EXERCISE PASSAGE →
────────────────

There’s been Bach cantatas and Corelli violin sonatas, Telemann’s violin concertos (all five volumes by Elizabeth Wallfisch), Handel, Beethoven of course - a current favourite is the Wolfgang Schneiderhan and Berlin Philharmonic recording of the violin concerto - Mozart’s piano concertos played by Mitsuko Uchida, Artur Rubinstein’s Chopin Nocturnes, and Murray Perahia’s recordings of Bach’s French Suites.


We never tire of The Great Summit: The Master Takes, with Louis Armstrong and Duke Ellington, recorded at RCA Studios over two days in 1961, which also features the fabulous Barney Bigard on clarinet. We listen to him too. And to The Complete Morton Project, by Andrew Oliver and David Horniblow (my nephew-in-law!) in which they learnt and recorded all 93 of Jelly Roll Morton’s compositions. It is endlessly entertaining.

It’s not all classical or jazz or swing. Sometimes you just need pop, or country, or if my son and I can convince everybody else, something electronic. Kylie gets a go (Golden is a favourite), First Aid Kit, Lindi Ortega, Aretha Franklin (Amazing Grace is great in the background when the political conversation gets heated), First Aid Kit, Daniel Avery, Explosions In The Sky, Flight Facilities, and Howling Wolf’s London Sessions.


WHICH HAVE BEEN GETTING MULTIPLE SPINS?

────────────────

INSTRUCTIONS FOR THE TASK →
Name every composer whose music is mentioned in the paragraph of the music list that begins "There's been Bach cantatas". Please use only the music list when answering.

DATA RECORDS →
────────────────

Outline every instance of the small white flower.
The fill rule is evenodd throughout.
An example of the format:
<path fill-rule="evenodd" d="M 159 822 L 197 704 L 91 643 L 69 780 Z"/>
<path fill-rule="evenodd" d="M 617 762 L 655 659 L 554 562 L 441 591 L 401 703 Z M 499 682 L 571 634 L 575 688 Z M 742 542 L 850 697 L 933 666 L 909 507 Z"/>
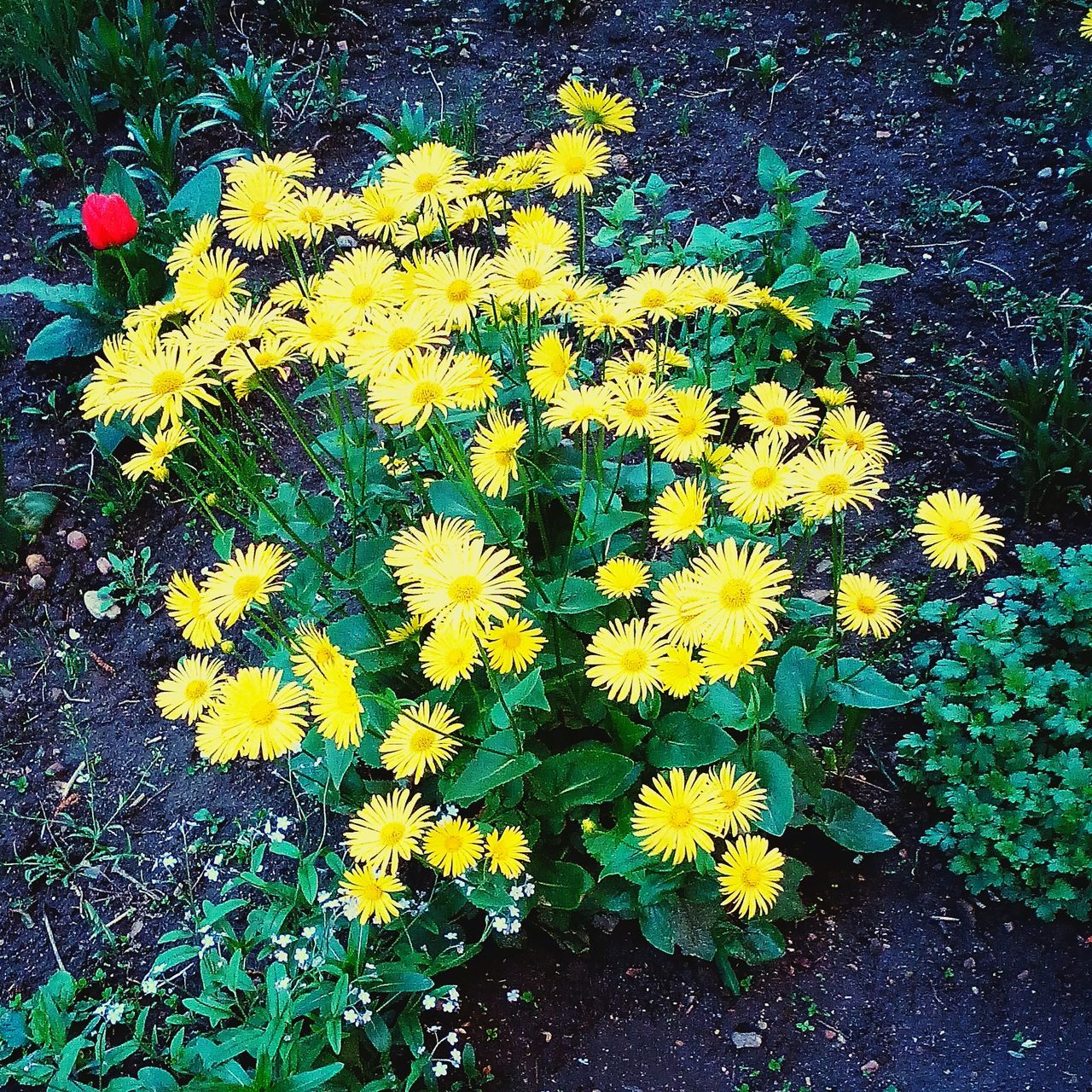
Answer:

────────────────

EXERCISE RESULT →
Bach, Corelli, Telemann, Handel, Beethoven, Mozart, Chopin